→ Given data

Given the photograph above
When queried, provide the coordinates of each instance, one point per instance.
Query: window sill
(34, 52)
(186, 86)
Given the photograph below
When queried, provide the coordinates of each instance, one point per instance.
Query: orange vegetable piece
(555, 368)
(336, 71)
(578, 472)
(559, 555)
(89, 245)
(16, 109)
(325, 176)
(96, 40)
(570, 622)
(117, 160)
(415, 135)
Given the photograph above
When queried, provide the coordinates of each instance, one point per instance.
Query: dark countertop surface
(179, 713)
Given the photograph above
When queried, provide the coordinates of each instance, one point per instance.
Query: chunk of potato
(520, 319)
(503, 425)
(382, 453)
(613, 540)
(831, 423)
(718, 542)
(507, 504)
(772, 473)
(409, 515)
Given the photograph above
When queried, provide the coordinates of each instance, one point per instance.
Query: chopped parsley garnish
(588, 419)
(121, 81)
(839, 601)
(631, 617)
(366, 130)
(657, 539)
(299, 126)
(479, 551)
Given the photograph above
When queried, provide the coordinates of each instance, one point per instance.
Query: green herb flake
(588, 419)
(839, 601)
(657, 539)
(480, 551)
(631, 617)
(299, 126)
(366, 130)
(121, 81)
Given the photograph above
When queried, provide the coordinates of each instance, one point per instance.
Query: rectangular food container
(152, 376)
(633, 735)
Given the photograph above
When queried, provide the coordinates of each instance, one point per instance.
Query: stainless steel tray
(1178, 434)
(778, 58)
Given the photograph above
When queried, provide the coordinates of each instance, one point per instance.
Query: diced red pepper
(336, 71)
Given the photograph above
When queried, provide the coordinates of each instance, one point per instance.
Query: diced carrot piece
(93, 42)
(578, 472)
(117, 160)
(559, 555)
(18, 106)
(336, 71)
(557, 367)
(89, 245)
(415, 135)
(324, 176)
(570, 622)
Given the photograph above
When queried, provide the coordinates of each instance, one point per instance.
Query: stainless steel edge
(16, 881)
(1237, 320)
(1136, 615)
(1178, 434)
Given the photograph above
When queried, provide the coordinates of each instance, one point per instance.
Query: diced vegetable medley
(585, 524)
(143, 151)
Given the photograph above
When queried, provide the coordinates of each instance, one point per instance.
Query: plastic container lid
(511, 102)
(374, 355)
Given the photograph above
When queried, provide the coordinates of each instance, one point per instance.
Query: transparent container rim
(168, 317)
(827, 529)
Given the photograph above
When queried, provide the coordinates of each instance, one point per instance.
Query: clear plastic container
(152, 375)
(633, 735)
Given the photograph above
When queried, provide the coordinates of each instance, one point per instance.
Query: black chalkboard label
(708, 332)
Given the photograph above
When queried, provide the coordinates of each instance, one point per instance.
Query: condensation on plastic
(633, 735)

→ The task
Reproduce the preceding entries exactly and completely.

→ Exercise answer
Given the photograph above
When queried, provide the coordinates of each instance, one point per instance.
Query: window sill
(34, 52)
(186, 86)
Given the photograph below
When queried, provide the coordinates of each instance, one point per instance.
Query: orange vegetable piece
(555, 368)
(336, 71)
(578, 472)
(559, 555)
(89, 245)
(16, 109)
(325, 176)
(96, 40)
(570, 622)
(117, 160)
(415, 135)
Given the photograph above
When queried, provide the coordinates of each instance, one point per instance.
Query: dark countertop surface
(179, 713)
Given the photograph above
When queried, provide the coordinates of each instance, one point per instance.
Query: chunk of potato
(520, 319)
(503, 425)
(382, 453)
(613, 540)
(831, 423)
(718, 542)
(507, 504)
(772, 473)
(409, 515)
Given the photograph above
When queried, provide the coordinates of each instance, one point per instance.
Query: chopped parsley garnish
(588, 419)
(121, 81)
(839, 601)
(631, 617)
(366, 130)
(657, 539)
(299, 126)
(479, 551)
Given the photograph above
When queried, provide the coordinates of each instance, one point per instance.
Query: green herb flake
(588, 419)
(839, 601)
(657, 539)
(480, 551)
(631, 617)
(299, 126)
(366, 130)
(121, 81)
Given the photograph above
When queried, provide the coordinates of each instance, one point per instance.
Query: rectangular food container
(152, 376)
(633, 735)
Given the photograph above
When queried, provide the coordinates of each instance, one point per instance.
Query: stainless steel tray
(1178, 434)
(778, 58)
Given the photograph above
When queried, provide the coordinates of each instance, one point per instance.
Query: diced red pepper
(336, 71)
Given the photograph above
When queried, provide the coordinates of each instance, one point per instance.
Query: diced carrot piece
(93, 42)
(578, 472)
(117, 160)
(559, 555)
(18, 106)
(336, 71)
(557, 367)
(89, 245)
(415, 135)
(324, 176)
(570, 622)
Given the photograph above
When queried, provide the coordinates of each instance, one point per instance.
Query: stainless steel edge
(16, 881)
(1237, 320)
(1136, 615)
(1178, 434)
Given the photograph above
When queried, provide the coordinates of each instance, one point per instance.
Query: diced vegetable medley
(585, 524)
(143, 151)
Given the photograph above
When queried, provide the coordinates of each instance, one point per instance.
Query: plastic container lid
(511, 102)
(374, 355)
Given the photograph above
When queried, provide the coordinates of each instance, one point per instance.
Query: transparent container rim
(168, 317)
(827, 529)
Given the photograph above
When queried, provide the coordinates of each instance, one point per instance.
Query: clear plastic container
(152, 375)
(633, 735)
Given the photograph above
When queried, provide the coordinates of each instance, one point per instance.
Query: black chalkboard label
(708, 332)
Given the photograph above
When queried, provide the coordinates of each instance, one point per instance.
Query: condensation on plastic
(633, 735)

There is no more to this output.